(Items from a dataset)
# # # # #

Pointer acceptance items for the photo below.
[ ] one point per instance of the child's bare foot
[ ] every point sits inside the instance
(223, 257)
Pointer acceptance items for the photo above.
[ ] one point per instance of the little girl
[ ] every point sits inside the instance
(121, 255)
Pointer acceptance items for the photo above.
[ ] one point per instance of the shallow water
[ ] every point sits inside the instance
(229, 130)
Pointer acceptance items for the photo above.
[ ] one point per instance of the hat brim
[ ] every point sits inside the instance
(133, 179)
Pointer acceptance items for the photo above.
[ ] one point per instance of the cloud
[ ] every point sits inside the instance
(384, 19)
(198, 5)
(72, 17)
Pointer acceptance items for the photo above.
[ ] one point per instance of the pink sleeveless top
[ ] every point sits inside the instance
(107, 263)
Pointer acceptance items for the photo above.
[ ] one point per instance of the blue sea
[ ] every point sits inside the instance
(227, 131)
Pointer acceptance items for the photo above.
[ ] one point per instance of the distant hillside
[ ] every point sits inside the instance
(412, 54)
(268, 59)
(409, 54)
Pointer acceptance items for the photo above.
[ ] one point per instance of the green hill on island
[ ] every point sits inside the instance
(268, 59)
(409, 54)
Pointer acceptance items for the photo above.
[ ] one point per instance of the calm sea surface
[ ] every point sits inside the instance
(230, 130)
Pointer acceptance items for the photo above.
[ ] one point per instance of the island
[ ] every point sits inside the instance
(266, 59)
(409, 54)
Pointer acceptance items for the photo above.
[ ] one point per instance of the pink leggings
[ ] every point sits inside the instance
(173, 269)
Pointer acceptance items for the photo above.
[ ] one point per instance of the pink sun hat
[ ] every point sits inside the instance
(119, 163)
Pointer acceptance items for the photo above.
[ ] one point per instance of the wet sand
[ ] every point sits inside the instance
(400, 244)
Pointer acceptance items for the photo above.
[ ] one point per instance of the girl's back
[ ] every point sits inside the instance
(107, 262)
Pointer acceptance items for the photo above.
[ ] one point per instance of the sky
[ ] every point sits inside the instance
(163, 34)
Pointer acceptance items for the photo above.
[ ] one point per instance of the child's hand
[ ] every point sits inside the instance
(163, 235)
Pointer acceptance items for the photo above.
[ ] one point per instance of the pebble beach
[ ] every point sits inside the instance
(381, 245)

# # # # #

GOAL OF THE EXERCISE
Would you write down every record again, exactly?

ANSWER BELOW
Pointer acceptance items for the photo below.
[ ] one point per instance of the child's bare foot
[ ] every point sits inside the instance
(223, 257)
Pointer acceptance items for the photo above.
[ ] one point per instance of the little girl
[ ] every point sits inside the instance
(121, 255)
Pointer acceptance items for the photo above.
[ ] one point per instance of the shallow water
[ ] every point sits inside the instance
(229, 130)
Pointer acceptance items for the photo above.
[ ] one point per instance of the hat brim
[ ] every point sits inside the instance
(133, 179)
Pointer acceptance items for the photo above.
[ ] one point per instance of the cloud
[ ] every point sits inside the instance
(384, 19)
(198, 5)
(72, 17)
Pointer acceptance items for the photo above.
[ ] one point per instance of the pink sleeveless top
[ ] every point sits inside the instance
(107, 263)
Pointer acceptance items for the photo above.
[ ] one point per instance of the blue sea
[ ] every point sits inside the instance
(227, 131)
Pointer acceptance items for the photo above.
[ ] one point per instance of the distant hillside
[ ] every point sits inside the instance
(412, 54)
(268, 59)
(409, 54)
Pointer acceptance items for the photo above.
[ ] one point per instance of the green hill on island
[ ] every point sits inside the instance
(268, 59)
(409, 54)
Pointer acceptance items for the photo above.
[ ] one point per instance of the calm sea surface
[ ] every point sits inside the instance
(230, 130)
Pointer acceptance items for the photo above.
[ ] one point per instance of the island
[ ] every point sits inside the instance
(266, 59)
(409, 54)
Pointer acceptance items for the photo above.
[ ] one point per instance of the pink leggings
[ ] every point sits inside the instance
(173, 269)
Pointer acceptance items for the photo above.
[ ] one point per instance of the pink sun hat
[ ] every point sits inside the instance
(119, 163)
Pointer acceptance items for the photo above.
[ ] one point per instance of the wet sand
[ ] every point sits inside the instance
(400, 244)
Pointer acceptance items for the photo above.
[ ] one point per instance of the girl's back
[ ] every point sits inside the instance
(107, 262)
Pointer acceptance items for the photo above.
[ ] one point per instance of the sky
[ ] every point sits inside the instance
(163, 34)
Pointer acceptance items for the photo above.
[ ] one point per instance of the child's hand
[ ] every point sits inside the instance
(163, 235)
Pointer acceptance items for the photo above.
[ ] one point per instance of the pebble beach
[ ] every point sits inside the instance
(381, 245)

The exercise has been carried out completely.